Work to be completed >>
Copy, from the listing, every line in which the string "eyeglasses" is present.

Records shown >>
━━━━━━━━━━━━━━━━

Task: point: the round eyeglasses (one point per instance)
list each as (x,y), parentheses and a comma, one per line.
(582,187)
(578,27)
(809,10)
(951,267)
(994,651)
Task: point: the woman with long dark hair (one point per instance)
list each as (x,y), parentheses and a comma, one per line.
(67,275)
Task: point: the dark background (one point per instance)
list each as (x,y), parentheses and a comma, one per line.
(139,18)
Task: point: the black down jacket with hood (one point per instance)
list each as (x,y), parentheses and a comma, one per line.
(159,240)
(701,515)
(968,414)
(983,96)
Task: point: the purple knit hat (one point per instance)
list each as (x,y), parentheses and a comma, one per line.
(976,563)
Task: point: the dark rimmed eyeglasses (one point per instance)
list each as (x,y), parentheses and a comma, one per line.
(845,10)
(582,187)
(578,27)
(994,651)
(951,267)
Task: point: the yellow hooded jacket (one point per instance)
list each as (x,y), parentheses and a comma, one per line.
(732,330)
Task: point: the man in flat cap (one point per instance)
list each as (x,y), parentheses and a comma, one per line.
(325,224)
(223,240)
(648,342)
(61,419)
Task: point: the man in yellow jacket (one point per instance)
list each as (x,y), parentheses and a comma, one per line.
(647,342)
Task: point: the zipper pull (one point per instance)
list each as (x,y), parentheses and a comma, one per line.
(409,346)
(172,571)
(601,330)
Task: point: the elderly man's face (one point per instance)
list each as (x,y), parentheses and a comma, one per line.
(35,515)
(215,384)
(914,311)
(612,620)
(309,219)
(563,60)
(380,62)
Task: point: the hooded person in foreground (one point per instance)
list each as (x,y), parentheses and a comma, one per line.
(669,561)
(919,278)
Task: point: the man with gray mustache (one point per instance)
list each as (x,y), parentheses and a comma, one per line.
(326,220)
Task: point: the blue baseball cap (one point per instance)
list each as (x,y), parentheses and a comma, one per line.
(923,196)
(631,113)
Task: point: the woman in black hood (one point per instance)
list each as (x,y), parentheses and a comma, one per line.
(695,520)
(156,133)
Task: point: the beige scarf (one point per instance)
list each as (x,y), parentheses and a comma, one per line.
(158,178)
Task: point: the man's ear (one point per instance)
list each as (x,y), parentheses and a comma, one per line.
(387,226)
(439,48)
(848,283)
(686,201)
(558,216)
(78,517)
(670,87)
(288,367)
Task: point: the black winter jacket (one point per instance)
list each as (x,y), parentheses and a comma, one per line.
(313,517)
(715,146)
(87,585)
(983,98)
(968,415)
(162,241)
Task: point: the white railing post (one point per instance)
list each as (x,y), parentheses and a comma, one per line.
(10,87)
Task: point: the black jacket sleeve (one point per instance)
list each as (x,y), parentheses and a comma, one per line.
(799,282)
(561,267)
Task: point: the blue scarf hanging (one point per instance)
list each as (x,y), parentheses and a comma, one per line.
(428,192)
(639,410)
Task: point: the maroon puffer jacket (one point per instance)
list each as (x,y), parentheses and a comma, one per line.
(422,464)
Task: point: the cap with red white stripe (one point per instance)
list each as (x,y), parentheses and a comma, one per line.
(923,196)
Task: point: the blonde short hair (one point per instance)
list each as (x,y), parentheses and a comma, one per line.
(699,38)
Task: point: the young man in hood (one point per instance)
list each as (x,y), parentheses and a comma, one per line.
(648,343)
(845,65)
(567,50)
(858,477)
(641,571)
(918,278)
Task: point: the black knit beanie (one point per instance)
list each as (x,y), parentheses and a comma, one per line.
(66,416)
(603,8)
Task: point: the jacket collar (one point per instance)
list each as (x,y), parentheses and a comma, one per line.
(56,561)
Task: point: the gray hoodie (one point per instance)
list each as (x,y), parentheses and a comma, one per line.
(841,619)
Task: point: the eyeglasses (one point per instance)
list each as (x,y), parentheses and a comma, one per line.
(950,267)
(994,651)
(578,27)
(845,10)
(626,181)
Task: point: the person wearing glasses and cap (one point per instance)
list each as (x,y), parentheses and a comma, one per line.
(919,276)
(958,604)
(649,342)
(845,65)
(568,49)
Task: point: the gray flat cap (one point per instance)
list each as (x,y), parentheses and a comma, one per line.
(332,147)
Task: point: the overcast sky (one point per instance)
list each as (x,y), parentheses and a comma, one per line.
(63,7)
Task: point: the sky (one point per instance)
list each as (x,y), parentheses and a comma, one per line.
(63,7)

━━━━━━━━━━━━━━━━

Output for this task >>
Task: point: the round eyeglasses (one point per instance)
Task: point: the dark rimmed eyeglasses (one point per instance)
Task: point: the eyeglasses (one point per instance)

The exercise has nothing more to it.